Instructions for the task
Copy the part of the listing that starts with the line containing "rough mask: <svg" and runs through the end of the listing, replacing "rough mask" with "coarse mask" and keeping everything else the same.

Data records

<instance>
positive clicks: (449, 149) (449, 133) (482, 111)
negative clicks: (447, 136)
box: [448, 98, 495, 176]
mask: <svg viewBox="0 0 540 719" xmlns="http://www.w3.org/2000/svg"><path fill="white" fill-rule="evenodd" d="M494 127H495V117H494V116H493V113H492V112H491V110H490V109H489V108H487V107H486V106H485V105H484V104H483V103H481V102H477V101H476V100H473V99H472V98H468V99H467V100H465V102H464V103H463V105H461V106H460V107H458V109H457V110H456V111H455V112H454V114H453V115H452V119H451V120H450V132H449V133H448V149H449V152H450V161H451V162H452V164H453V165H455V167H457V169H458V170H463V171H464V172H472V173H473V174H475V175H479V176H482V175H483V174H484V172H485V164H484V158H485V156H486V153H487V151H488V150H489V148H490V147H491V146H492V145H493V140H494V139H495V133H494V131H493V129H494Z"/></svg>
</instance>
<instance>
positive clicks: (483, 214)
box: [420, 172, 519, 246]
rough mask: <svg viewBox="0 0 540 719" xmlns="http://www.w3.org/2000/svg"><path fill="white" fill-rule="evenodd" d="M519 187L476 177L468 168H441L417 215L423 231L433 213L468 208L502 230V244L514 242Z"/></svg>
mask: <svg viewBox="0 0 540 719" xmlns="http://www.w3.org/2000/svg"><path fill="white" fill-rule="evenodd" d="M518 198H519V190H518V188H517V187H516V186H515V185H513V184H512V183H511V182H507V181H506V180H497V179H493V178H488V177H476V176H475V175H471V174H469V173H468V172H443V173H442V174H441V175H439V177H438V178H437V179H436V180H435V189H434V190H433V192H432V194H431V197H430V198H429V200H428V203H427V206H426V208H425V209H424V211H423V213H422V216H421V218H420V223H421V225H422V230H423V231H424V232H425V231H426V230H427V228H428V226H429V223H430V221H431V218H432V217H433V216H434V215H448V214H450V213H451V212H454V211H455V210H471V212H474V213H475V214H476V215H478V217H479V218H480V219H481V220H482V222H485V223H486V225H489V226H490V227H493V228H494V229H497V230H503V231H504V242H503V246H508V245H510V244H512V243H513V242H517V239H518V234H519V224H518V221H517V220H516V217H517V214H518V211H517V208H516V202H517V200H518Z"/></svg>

Answer
coarse mask: <svg viewBox="0 0 540 719" xmlns="http://www.w3.org/2000/svg"><path fill="white" fill-rule="evenodd" d="M519 187L476 177L468 168H441L417 215L423 231L433 213L468 208L502 230V244L514 242Z"/></svg>
mask: <svg viewBox="0 0 540 719" xmlns="http://www.w3.org/2000/svg"><path fill="white" fill-rule="evenodd" d="M518 198H519V190H518V188H517V187H516V186H515V185H513V184H512V183H511V182H507V181H506V180H497V179H493V178H488V177H476V176H475V175H471V174H469V173H468V172H443V173H442V174H441V175H439V177H438V178H437V179H436V180H435V189H434V190H433V192H432V194H431V197H430V198H429V200H428V203H427V206H426V208H425V209H424V211H423V213H422V216H421V218H420V223H421V225H422V230H423V231H424V232H425V231H426V230H427V228H428V226H429V223H430V221H431V218H432V217H433V216H434V215H448V214H450V213H451V212H454V211H455V210H471V212H474V213H475V214H476V215H478V217H479V218H480V219H481V220H482V222H485V223H486V225H489V226H490V227H493V228H494V229H497V230H503V231H504V242H503V246H508V245H510V244H512V243H513V242H517V239H518V234H519V224H518V221H517V220H516V217H517V214H518V211H517V208H516V202H517V200H518Z"/></svg>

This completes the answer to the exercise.